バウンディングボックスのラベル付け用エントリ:
━━━━━━━━

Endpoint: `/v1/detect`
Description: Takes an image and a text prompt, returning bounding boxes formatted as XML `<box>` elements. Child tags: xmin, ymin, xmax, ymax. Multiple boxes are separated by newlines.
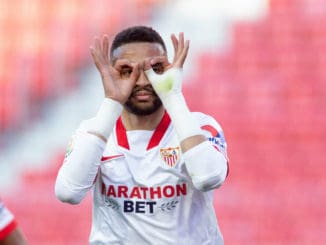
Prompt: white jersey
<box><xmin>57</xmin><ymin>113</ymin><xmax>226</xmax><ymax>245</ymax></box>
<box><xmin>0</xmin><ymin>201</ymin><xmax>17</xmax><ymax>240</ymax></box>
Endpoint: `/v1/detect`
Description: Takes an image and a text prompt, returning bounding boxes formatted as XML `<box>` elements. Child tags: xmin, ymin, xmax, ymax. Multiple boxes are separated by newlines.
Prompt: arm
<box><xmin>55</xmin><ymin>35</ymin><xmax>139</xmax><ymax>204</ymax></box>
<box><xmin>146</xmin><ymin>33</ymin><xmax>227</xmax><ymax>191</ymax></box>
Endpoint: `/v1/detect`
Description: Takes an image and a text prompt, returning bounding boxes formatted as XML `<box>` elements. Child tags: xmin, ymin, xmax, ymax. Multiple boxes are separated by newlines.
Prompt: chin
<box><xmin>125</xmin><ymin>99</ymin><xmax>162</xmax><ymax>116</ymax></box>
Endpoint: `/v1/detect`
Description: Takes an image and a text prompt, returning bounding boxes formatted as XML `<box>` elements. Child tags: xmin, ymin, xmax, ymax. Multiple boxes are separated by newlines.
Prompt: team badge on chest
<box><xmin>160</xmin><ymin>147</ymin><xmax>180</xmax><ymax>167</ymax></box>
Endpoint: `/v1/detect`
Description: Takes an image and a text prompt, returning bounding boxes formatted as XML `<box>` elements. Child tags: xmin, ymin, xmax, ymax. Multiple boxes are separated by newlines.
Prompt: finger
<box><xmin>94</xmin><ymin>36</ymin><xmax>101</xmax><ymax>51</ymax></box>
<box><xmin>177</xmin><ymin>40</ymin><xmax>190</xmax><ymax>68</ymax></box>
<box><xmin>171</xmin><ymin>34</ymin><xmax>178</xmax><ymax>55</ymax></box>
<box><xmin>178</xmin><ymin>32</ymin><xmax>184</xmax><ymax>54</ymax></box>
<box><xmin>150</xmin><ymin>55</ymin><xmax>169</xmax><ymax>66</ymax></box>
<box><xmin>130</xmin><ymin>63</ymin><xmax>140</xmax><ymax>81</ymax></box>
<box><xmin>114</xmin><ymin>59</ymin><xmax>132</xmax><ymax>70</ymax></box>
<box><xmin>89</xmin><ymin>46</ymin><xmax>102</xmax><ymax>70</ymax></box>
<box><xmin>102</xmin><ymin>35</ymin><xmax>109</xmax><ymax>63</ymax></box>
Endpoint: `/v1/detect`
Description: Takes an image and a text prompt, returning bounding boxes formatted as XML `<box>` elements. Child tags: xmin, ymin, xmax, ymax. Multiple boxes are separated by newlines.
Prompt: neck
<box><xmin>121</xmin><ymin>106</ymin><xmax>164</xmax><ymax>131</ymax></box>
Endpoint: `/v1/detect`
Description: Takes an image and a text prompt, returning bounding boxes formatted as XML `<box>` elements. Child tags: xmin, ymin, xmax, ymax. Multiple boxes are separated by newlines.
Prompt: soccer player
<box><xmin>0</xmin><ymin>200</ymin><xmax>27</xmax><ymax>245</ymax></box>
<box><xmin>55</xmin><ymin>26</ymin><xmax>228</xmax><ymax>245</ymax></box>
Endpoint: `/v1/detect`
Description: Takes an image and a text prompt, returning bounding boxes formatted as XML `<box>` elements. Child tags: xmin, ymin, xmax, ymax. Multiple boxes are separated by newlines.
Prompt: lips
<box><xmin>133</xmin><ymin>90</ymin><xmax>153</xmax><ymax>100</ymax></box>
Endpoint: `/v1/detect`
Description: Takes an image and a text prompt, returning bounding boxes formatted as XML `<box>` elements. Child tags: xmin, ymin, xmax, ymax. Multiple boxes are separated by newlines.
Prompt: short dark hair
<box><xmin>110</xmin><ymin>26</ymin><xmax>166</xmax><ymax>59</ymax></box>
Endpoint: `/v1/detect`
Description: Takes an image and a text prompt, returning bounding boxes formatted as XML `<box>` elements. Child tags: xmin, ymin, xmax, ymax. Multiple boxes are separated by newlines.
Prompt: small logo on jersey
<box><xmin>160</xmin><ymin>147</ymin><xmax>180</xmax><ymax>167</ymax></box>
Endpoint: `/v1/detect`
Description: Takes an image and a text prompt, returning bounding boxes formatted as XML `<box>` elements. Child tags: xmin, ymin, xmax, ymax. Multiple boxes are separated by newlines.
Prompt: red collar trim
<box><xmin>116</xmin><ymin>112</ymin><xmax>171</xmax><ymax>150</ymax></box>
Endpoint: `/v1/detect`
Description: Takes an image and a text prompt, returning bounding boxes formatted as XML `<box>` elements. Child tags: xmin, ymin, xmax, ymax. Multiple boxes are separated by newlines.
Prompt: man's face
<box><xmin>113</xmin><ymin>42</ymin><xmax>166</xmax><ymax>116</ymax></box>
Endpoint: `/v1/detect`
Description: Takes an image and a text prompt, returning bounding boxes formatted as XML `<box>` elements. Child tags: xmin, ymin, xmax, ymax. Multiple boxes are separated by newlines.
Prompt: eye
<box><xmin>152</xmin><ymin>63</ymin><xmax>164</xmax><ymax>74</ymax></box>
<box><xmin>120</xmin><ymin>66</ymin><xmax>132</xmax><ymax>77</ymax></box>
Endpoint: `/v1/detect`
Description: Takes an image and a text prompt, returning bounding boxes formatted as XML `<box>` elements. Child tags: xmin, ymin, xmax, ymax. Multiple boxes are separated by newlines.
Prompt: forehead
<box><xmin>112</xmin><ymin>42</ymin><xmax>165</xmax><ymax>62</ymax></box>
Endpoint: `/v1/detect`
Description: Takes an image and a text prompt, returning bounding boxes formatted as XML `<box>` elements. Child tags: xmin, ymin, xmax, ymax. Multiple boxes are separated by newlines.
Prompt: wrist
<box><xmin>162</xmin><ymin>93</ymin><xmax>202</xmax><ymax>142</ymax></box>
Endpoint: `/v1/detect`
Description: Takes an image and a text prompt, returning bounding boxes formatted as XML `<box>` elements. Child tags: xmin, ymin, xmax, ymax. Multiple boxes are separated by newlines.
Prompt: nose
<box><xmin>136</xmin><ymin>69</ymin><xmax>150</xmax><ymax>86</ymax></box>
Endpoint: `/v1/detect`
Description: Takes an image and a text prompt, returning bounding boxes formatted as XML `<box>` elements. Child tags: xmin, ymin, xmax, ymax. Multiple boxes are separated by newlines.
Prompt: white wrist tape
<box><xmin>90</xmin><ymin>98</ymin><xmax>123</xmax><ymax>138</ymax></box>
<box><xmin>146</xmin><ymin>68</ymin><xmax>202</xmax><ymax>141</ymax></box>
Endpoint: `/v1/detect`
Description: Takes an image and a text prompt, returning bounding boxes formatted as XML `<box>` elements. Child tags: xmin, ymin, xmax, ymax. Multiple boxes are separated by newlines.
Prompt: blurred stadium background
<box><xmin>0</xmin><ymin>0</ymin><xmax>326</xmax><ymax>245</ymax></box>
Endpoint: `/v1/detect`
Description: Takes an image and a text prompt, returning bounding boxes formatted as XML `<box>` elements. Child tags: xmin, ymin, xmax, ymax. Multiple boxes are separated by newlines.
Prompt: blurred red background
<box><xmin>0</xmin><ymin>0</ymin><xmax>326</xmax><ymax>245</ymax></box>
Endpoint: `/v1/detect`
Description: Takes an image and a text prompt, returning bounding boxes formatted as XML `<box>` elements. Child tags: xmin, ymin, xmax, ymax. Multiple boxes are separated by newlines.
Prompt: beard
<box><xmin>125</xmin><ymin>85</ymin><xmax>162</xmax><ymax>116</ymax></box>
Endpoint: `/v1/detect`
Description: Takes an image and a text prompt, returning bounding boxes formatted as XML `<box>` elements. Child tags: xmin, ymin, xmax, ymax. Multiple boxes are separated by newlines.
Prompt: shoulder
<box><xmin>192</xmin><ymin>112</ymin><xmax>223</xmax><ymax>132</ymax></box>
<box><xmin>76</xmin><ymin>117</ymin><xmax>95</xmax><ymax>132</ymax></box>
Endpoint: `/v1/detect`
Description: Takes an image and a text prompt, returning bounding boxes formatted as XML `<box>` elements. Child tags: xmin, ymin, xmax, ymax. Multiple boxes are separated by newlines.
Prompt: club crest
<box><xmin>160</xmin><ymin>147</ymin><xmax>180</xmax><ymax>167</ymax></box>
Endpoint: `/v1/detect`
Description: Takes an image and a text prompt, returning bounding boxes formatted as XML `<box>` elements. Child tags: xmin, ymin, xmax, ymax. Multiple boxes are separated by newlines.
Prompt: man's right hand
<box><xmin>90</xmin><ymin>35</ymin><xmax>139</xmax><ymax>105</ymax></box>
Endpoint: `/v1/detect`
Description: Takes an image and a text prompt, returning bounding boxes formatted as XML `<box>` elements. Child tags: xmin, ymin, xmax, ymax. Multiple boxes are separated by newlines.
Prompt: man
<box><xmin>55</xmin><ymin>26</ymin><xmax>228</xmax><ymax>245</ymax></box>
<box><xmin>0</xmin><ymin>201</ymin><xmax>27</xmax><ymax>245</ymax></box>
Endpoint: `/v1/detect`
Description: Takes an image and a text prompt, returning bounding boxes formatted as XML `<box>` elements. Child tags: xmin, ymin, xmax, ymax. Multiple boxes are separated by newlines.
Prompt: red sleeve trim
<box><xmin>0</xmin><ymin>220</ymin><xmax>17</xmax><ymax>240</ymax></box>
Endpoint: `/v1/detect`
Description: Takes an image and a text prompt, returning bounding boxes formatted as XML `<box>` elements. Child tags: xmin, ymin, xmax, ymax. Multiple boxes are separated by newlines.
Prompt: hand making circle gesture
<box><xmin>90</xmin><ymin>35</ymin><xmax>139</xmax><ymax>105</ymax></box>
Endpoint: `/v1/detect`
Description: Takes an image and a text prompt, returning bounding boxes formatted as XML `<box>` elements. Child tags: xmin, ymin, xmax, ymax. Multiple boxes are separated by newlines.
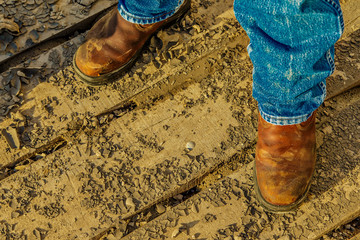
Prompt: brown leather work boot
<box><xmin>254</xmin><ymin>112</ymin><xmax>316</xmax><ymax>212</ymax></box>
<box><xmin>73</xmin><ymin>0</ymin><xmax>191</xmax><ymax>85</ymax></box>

━━━━━━━━

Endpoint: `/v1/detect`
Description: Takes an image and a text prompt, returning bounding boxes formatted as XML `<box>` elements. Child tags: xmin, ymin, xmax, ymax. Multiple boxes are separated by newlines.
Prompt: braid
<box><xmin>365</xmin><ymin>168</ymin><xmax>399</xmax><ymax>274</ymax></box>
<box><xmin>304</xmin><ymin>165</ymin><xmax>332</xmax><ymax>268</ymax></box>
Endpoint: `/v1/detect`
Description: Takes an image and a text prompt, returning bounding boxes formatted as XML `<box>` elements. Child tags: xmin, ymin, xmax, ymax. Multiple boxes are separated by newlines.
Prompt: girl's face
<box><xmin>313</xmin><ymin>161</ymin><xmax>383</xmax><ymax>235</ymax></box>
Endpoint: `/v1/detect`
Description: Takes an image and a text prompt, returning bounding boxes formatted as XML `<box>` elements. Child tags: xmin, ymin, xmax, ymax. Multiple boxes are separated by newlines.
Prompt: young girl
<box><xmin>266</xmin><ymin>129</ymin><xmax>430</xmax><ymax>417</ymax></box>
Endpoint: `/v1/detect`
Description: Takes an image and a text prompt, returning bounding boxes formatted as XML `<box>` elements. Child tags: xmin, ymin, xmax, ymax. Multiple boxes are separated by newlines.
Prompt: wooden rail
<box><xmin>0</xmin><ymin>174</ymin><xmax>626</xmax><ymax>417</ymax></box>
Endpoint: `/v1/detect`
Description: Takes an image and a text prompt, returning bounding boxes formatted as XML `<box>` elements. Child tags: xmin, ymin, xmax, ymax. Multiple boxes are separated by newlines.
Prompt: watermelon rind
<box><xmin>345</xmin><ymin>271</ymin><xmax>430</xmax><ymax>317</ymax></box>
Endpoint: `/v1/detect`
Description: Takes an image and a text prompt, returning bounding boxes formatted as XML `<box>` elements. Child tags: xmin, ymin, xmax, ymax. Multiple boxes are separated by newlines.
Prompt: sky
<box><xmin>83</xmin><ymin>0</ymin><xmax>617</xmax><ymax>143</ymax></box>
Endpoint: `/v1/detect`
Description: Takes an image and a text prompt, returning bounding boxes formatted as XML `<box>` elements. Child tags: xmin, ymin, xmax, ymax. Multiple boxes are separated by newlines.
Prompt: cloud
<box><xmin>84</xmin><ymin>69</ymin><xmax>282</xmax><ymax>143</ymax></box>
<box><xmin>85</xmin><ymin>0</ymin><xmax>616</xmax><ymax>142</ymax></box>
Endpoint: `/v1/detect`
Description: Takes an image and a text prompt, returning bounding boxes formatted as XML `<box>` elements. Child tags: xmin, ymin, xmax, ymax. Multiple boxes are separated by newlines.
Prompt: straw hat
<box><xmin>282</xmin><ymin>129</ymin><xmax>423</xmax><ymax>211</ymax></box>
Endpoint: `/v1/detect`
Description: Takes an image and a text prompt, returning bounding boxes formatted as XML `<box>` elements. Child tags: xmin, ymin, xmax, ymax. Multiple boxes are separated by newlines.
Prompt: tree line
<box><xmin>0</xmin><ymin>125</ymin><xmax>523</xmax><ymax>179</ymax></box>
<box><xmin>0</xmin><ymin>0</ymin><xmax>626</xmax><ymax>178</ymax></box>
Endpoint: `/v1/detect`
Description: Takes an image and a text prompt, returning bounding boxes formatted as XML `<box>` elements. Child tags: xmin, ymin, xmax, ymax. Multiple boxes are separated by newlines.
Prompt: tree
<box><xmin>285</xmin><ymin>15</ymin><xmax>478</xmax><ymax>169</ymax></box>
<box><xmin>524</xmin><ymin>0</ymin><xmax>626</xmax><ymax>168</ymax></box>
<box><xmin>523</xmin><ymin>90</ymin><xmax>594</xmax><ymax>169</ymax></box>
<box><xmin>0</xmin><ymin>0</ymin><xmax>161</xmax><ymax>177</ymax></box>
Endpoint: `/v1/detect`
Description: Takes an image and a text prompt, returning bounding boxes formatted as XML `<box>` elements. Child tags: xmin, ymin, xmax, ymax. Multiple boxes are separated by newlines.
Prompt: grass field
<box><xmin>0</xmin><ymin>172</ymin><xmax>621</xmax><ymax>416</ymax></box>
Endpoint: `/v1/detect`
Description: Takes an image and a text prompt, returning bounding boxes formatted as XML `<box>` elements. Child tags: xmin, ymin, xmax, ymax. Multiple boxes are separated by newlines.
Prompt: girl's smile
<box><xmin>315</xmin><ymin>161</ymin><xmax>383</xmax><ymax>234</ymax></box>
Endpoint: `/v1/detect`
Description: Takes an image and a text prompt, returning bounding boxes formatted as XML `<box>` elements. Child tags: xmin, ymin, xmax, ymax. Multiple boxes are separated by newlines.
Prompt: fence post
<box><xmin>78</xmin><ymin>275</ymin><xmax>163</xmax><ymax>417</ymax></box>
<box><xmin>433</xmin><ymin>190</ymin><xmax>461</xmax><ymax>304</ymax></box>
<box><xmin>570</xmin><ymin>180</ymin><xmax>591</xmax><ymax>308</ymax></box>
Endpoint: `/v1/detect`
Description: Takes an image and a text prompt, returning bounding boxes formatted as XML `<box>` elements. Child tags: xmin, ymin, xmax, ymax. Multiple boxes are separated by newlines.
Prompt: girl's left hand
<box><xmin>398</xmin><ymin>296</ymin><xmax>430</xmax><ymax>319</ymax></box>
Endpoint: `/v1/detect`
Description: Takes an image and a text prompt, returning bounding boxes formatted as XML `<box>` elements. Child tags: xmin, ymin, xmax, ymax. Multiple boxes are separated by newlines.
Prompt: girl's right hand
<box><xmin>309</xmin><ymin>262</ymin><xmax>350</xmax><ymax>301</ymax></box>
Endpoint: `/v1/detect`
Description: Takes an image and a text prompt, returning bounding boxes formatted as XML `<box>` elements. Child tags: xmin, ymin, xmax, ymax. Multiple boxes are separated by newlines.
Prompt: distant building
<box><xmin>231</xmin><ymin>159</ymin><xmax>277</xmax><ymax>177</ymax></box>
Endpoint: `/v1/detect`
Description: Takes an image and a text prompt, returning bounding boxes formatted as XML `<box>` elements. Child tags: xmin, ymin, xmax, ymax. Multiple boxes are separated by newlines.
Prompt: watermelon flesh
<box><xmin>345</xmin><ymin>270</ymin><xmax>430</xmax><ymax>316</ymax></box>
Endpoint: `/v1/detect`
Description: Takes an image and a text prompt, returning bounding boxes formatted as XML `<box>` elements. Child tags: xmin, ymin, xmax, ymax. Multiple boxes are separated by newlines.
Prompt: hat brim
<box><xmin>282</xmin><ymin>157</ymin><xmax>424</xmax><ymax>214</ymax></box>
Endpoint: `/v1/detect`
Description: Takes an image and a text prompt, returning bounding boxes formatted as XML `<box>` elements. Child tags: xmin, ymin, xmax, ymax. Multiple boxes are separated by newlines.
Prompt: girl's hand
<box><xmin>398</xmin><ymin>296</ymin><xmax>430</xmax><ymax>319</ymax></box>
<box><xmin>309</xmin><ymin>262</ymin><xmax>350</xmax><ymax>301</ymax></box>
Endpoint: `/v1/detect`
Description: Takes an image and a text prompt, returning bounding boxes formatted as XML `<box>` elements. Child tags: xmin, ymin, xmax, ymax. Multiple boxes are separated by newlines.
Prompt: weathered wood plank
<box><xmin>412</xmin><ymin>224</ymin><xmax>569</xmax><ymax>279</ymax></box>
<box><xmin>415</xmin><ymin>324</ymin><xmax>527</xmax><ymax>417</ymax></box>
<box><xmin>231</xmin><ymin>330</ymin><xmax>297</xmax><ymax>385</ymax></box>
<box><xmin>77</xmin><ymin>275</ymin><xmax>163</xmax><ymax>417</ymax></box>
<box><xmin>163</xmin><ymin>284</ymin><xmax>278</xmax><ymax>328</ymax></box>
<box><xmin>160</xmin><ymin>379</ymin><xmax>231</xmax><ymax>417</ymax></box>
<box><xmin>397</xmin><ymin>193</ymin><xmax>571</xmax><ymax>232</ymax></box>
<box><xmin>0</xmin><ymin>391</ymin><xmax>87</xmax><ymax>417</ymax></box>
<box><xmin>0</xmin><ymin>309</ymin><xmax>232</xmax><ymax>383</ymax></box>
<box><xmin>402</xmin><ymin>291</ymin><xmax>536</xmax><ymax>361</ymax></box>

━━━━━━━━

• **作業指示**: 上の行のうち、「trim」という文字列を含む行を数え、その数だけを答えてください。

• **解答**: 2